REQUIREMENT A: The David Hahn biography notes that he was born in Nebraska. Explain how he came to finish high school in Ohio.
REQUIREMENT B: According to the David Hahn biography, what company does he lead as CEO?

SOURCE DOCUMENT:
------------------------------------------------------------

Personal details
- Born: 1955 (age 70–71) Omaha, Nebraska, U.S.
- Party: Democratic
- Education: Sterling College, Kansas (BA) University of Nebraska–Lincoln (JD)

= David Hahn (American politician) =

American businessman

David Hahn (born 1955) is an American businessman. He is the CEO of Internet development company New Digital Group and was the Democratic nominee for Governor of Nebraska in 2006.

==Biography==
Hahn was born in Omaha, Nebraska, in 1955, and spent most of his youth in Schuyler and Stromsburg, Nebraska. When he was 15 years old, his family moved to Mount Vernon, Ohio, and he graduated from Mount Vernon High School in 1973. In 1978, he graduated from Sterling College in Kansas with a bachelor's degree in political science and philosophy. His undergraduate education included a year studying philosophy and theology at Phillips University in Marburg, Germany. After college, he returned to his home state and obtained a J.D. degree in 1981 from the University of Nebraska College of Law.

------------------------------------------------------------

DATA SHOWN:
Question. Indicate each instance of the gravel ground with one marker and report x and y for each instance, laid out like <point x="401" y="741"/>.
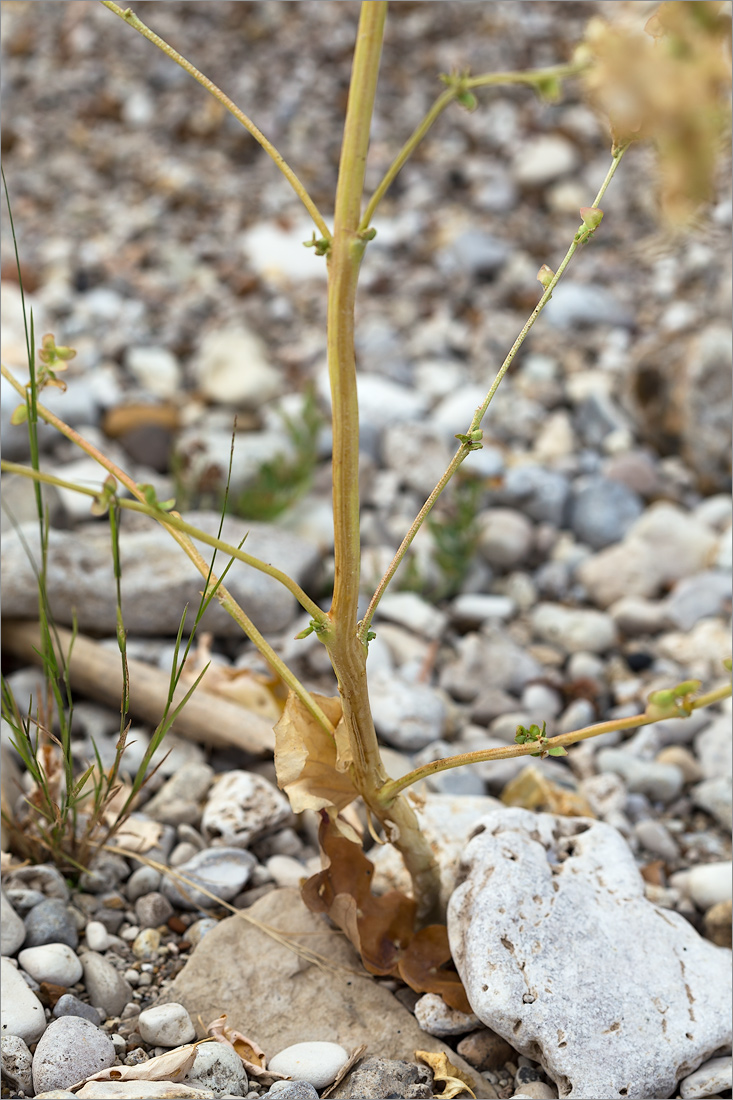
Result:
<point x="161" y="242"/>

------------------------------------------------------------

FULL OUTPUT A: When Hahn was 15, his family moved from Nebraska to Mount Vernon, Ohio. He then graduated from Mount Vernon High School in 1973.

FULL OUTPUT B: He is the CEO of New Digital Group, an Internet development company.